*** Opening Text for analysis ***
Ron Rivera made some big personnel decisions when he first arrived in Washington, trading away both Trent Williams and Quinton Dunbar. In both cases, the new head coach refused to consider extending or renegotiating the players’ contracts, saying that he wanted to see them up close and personal before committing further to them or any player on the Washington roster. Rivera pitched it as part of his culture re-building scheme — he was in “try before you buy” mode.
Well, with the final game of the regular season upon us, a major shot was fired on Monday when the head coach unceremoniously waived Dwayne Haskins, the team’s 2019 15th overall draft pick — apparently due more to the type of person he is off the field than because of lack of performance on it.
The message couldn’t have been any clearer: draft status doesn’t matter. Work ethic, maturity, leadership, and on-field performance do. Haskins was the negative example. After flaunting COVID protocols and restrictions for the second time in the 2020 season following the Week 15 game, he was stripped of his captain’s status and fined a reported $40,000. When he followed up a terrible on-field performance in the Week 16 game, in which he was benched in the 4th quarter in favor of Taylor Heinicke, by missing the post-game media session at the stadium and being uncontactable until he reached home where he is reported to have “demanded” to speak to reporters, Ron Rivera released the second year quarterback.
The move has been widely perceived as the only option remaining for Ron Rivera. Haskins had frustrated two different coaching staffs and had developed a reputation for immaturity, repeated mistakes, poor preparation and under-developed leadership skills. Haskins described the situation as one where he was getting in his own way.
The fact that Haskins cleared waivers — he was available to all 31 other teams at the relative bargain price of just over $4m for two years + one game (and potentially 2020 playoffs) — speaks volumes about where the league perceives Haskins to be.
Haskins still has a chance to rehabilitate his image and rescue his NFL career. He’s young, and the issues that surround him seem to be mostly linked to his perceived immaturity. With a fresh start, he could still become, somewhere, the franchise quarterback that Washington hoped he would be when the franchise drafted him a season ago.
But whether Haskins goes on to have a Hall-of-Fame career or goes down as a draft bust, Ron Rivera won’t be wrong. If it’s the latter — if Haskins never really establishes an NFL career — then Rivera took decisive action and allowed the WFT to move on from a mistake quickly. On the other hand, if Haskins goes to his next team and demonstrates all the traits that were missing in Washington, then the likely perception will be that he was a player in need of a fresh start, that being waived by the team was the “wake up call” he needed, and that Rivera triggered the late-blooming maturity that Haskins needed to achieve his potential.
I think most NFL fans will be rooting for Haskins to succeed. He seems to be, after all, just a young man who is stuggling to figure out how to be what’s required in one of the world’s toughest jobs. He hasn’t broken any laws; he hasn’t cheated in a game or taken PEDs. Haskins hasn’t been found to be violent to women; he hasn’t been accused of assault, rape or murder. The charges against him are that he isn’t the first guy in and the last guy to leave; he may struggle to grasp the playbook; he may not have been as diligent in developing his footwork as he should have been; he may have been late to meetings and been a bit of a knucklehead with respect to COVID protocols.
*** Closing Text for analysis ***
> Exercises to complete
1) Answer these questions from the Haskins article:
(a) Which two players did Rivera trade away when he first arrived in Washington?
(b) How much was Haskins reportedly fined after breaking COVID protocols?
(c) Which quarterback replaced Haskins in the 4th quarter of the Week 16 game?
2) List the traits that the Haskins article says made up Haskins's reputation.
3) Extend the Haskins article beyond its last paragraph.
The records that come next are separate material and have no connection to the Haskins article.
*** Opening Material provided ***
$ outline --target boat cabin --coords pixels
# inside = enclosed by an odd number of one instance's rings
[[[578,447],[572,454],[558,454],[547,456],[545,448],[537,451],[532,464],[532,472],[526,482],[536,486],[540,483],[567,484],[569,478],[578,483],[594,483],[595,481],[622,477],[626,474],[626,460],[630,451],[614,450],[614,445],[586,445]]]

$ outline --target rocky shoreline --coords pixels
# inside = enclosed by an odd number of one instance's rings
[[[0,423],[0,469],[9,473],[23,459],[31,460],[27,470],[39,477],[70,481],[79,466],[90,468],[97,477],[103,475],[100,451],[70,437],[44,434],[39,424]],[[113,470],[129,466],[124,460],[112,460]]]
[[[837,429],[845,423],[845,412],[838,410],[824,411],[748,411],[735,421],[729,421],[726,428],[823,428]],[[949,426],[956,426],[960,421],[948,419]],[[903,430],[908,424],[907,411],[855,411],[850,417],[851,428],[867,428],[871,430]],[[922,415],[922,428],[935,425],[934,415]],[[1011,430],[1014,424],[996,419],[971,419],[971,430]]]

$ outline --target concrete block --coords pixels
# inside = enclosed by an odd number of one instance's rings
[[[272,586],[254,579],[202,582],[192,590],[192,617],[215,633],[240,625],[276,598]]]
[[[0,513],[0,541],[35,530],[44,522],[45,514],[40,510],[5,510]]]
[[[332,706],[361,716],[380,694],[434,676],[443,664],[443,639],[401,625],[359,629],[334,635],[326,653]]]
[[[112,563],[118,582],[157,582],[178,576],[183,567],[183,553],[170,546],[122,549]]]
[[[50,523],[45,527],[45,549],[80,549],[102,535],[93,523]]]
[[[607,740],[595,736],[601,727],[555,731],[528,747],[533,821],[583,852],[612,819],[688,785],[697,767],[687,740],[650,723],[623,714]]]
*** Closing Material provided ***
> Answers to the exercises
1)
(a) Trent Williams and Quinton Dunbar
(b) $40,000
(c) Taylor Heinicke

2)
- immaturity
- repeated mistakes
- poor preparation
- under-developed leadership skills

3)
In short, he probably lacks desire or maturity, but, assuming he can develop the missing ingredient, he likely deserves the support of whichever fan base has the next chance to root for him.
But his time in Washington is done, and the manner of his exit wasn’t so much a cannon ball across the bow as a missle-shot. In an NFL locker room, when last year’s first-round quarterback, hand-picked by the owner, is given his walking papers, it’s a clear signal that there’s a new sheriff in town, and he’s kicking ass and taking names.
But a head coach who is only interested in establishing that he’s the boss is, like he would be in any organization, simply an asshole. One thing we’ve heard from Day 1 about Ron Rivera was that he was the opposite of an asshole. We’ve heard that he’s a strict disciplinarian, but one who listens, shoots straight and cares about the players.
In the world of carrots and sticks, Ron is known for being more about the carrot, though the move on Haskins this week shows that he’s perfectly willing to use a great big stick.
On Saturday, we saw the other side — the positive reward that Ron Rivera is more than willing to hand out to players who are defined by the attributes he is looking for. It’s fitting, having traded away the franchise cornerstone left tackle, Trent Williams, in the off-season, and having waived the presumptive face of the franchise, Dwayne Haskins, earlier this week, that the first Washington player to be given a contract extension by Ron Rivera is the former sixth-round draft pick and lunch-pail toting offensive lineman, Chase Roullier.
Roullier is largely the corollary of Dwayne Haskins. There were no great expectations for Roullier as a rookie. He was a late-round pick who was selected to provide some flexibility and depth for the Redskins’ interior offensive line. But when injury struck starting Center Spencer Long midway through the 2017 season, rookie Chase Roullier had to step up and take Long’s place.
Long left via free agency at the end of the ‘17 season, and Chase Roullier has been a fixture in the center of the Washington OL ever since.
Roullier has improved every year, and Washington fans had been anxious to see him return in 2021 as a veteran anchor for the offensive line and the team as a whole. The 4th year lineman is the kind of guy that great teams are built around. He’s proven himself to be mature, a hard worker, and a guy who improves all the time. He has been the kind of player that his teammates can rely on.
Ron Rivera couldn’t have made a better choice for sending a message ahead of Sunday’s critical game. If the WFT beats the Eagles, then they win the NFC East division crown in Rivera’s first season here, just one year removed from a disastrous 3-13 campaign. Rewarding Chase Roullier with a contract extension one day ahead of this critical contest is a signal flare that illuminates the way forward for the Football Team under Rivera. While there are other players — guys like Brandon Scherff or Ronald Darby — who are also deserving of extensions, Roullier being the first off the block is special.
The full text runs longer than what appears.